§ **EXTRACTED RECORDS**

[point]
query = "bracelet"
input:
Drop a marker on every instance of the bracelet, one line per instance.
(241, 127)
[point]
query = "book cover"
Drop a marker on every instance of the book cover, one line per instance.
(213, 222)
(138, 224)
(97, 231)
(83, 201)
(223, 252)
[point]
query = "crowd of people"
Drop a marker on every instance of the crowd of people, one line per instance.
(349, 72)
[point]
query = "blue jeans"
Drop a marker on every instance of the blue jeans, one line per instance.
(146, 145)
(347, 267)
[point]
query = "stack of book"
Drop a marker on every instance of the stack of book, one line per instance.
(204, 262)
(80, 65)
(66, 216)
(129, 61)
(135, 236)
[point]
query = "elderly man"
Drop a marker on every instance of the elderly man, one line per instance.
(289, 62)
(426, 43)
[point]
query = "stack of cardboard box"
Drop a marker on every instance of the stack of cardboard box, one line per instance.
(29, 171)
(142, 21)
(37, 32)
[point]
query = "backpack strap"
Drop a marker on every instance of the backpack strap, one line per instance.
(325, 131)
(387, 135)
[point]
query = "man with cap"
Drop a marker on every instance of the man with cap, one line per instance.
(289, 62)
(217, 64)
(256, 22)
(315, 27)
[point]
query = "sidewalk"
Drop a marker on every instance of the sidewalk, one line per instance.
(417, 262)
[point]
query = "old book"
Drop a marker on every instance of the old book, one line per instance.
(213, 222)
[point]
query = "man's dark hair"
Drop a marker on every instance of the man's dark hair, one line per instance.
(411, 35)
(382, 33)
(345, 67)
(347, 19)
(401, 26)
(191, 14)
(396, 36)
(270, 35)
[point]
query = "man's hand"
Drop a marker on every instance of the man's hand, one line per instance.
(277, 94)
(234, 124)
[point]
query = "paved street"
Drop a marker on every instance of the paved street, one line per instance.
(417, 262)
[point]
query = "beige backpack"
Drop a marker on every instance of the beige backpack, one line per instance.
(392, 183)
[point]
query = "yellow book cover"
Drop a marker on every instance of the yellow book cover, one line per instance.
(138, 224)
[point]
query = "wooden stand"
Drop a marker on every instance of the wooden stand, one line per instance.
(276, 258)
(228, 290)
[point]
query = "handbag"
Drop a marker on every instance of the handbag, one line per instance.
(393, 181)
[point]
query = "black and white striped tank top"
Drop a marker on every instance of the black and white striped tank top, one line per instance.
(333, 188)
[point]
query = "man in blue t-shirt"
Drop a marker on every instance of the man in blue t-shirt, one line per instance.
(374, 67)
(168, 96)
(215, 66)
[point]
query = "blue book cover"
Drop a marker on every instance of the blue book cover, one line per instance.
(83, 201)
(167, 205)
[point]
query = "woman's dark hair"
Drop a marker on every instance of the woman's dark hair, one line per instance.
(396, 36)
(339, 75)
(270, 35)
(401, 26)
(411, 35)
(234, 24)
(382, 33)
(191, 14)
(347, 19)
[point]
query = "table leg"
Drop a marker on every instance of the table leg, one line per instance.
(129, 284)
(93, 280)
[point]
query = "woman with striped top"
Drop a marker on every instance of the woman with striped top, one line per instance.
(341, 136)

§ **AIM OF THE TASK**
Print out the entire listing. Keep every line exact.

§ **ANSWER BELOW**
[point]
query = "bracelet"
input:
Drop a marker on every instance of the bracelet, one line per instance.
(241, 127)
[point]
query = "book cover"
Drop a marker on every instance of the book cover, one line per instance.
(213, 222)
(138, 224)
(97, 231)
(83, 201)
(223, 252)
[point]
query = "crowd of people"
Drop a marker on every instance of the crowd of people, one line per instance.
(349, 72)
[point]
query = "blue jeans"
Drop a marker on every instance of the blue jeans, one line per instance.
(146, 145)
(347, 267)
[point]
query = "stack of book"
Drop a marker on every instance of the stack of book, one line per instance.
(204, 262)
(80, 65)
(66, 216)
(129, 61)
(135, 236)
[point]
query = "elderly man"
Drop a marker on every instance of the elderly man, one line per instance.
(289, 62)
(426, 43)
[point]
query = "stack of cardboard box"
Drop a marker on every instance of the stack of cardboard box, one line per instance.
(29, 171)
(142, 21)
(37, 32)
[point]
query = "backpack strap"
Drop a marker on every instance of the backpack strap, one line per instance.
(325, 131)
(387, 135)
[point]
query = "man with cap"
Drop a marker on every instance of the man with cap, one line per instance.
(289, 62)
(217, 64)
(256, 22)
(315, 27)
[point]
query = "sidewalk"
Drop a marker on every instance of the sidewalk, one line per instance.
(417, 262)
[point]
query = "old book"
Drop a marker on every instance of the old book, one line per instance.
(213, 222)
[point]
query = "man's dark hair"
Drop a marker on every instance of the man's dark hair, one line per instance.
(411, 35)
(382, 33)
(345, 67)
(347, 19)
(401, 26)
(191, 14)
(396, 36)
(270, 35)
[point]
query = "man's hand"
Drop a marker on every instance of the man's hand, one line per instance.
(277, 94)
(234, 124)
[point]
query = "paved street"
Drop a marker on every instance of the paved street, one line per instance.
(417, 262)
[point]
query = "beige backpack"
Drop a marker on every instance of the beige backpack, one line per instance.
(392, 183)
[point]
query = "yellow book cover"
Drop a marker on every instance of the yellow book cover, one line per instance.
(138, 224)
[point]
query = "wooden stand"
Drop a marker on every instance of the wooden stand, one line per instance.
(276, 258)
(228, 290)
[point]
query = "handbag"
Drop a marker on every instance of the handbag, one line per instance.
(393, 181)
[point]
query = "black and white striped tank top"
Drop a marker on every instance of the black and white striped tank top, one line per instance.
(333, 188)
[point]
query = "man in blue t-shirt"
Drop a marker on every instance of the man in blue t-shirt, one line per instance.
(374, 67)
(168, 96)
(215, 66)
[point]
query = "blue book cover"
Drop a marker on every instance of the blue book cover, one line per instance.
(83, 201)
(167, 205)
[point]
query = "woman's dark hair"
Drop a marker on every instance of the woman's dark hair, one line per instance.
(396, 36)
(339, 75)
(270, 35)
(401, 26)
(411, 35)
(234, 24)
(382, 33)
(191, 14)
(347, 19)
[point]
query = "table leg"
Drop a marker on every instance of the table leg, one line per instance.
(129, 284)
(93, 280)
[point]
query = "woman with striped top"
Drop a marker on every instance of the woman with striped top, one line per instance.
(341, 136)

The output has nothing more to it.